▸ Written request
Could you write out these records again with every "harvester" replaced by "combine", changing nothing else and omitting the pictures?
***
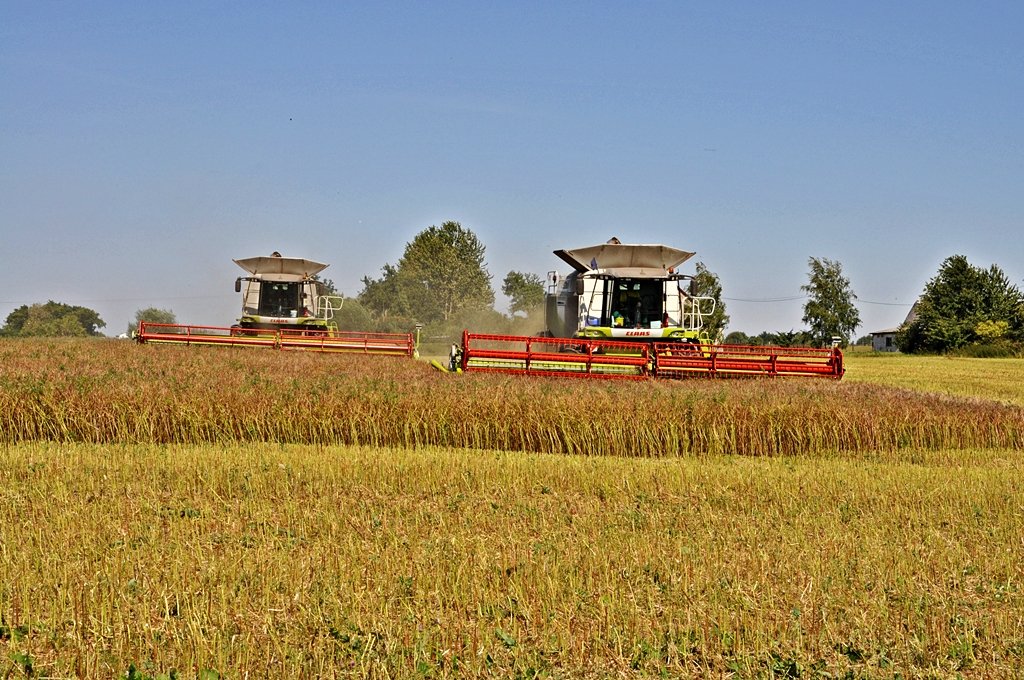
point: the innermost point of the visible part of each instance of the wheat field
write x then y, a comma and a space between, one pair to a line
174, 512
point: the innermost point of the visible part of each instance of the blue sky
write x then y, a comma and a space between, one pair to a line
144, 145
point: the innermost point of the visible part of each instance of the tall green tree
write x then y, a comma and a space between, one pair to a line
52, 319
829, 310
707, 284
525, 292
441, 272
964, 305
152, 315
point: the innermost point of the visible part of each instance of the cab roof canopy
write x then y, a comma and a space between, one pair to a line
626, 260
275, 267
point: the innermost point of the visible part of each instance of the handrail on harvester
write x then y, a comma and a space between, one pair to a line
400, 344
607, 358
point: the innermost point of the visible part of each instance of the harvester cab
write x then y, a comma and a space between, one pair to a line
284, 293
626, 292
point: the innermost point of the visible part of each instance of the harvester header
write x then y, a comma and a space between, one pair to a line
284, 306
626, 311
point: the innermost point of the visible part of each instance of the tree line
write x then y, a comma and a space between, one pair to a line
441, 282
***
▸ Response to the exercise
point: the innermost point of the visible part of each instance of the wheat field
write x then y, a comma and a space between, one pair to a line
174, 512
point: the innermost point of the visible part of each instance of the blue sky
write x then y, a comma and a space between, one pair to a line
144, 145
point: the innermost point of the visible part of each instance of the tall green tree
write x then y, a comma and a space between, one pair to a line
52, 319
829, 310
707, 284
525, 292
441, 272
964, 305
152, 315
point: the innermost point of the visible part of each instance of the cab roof canopy
write x then y, a comma and a space between, one pair to a line
626, 260
275, 267
point: the innermost point of the visible part of each instance of the handrail on combine
write x then y, a comma and a space between, one pair to a line
400, 344
607, 358
point: the innermost point of the visible part of each instance of the combine cab
write x then y, a comma and a space between, one pair to a line
284, 293
626, 292
point: the innermost point of the visible part of each instance of the combine header
write x then y, a comma and a space between, one pair to a line
284, 306
626, 311
point: the innermost point of the visible part of each instance of the tree line
write x then y, a comma and a space between, one pair to a line
441, 282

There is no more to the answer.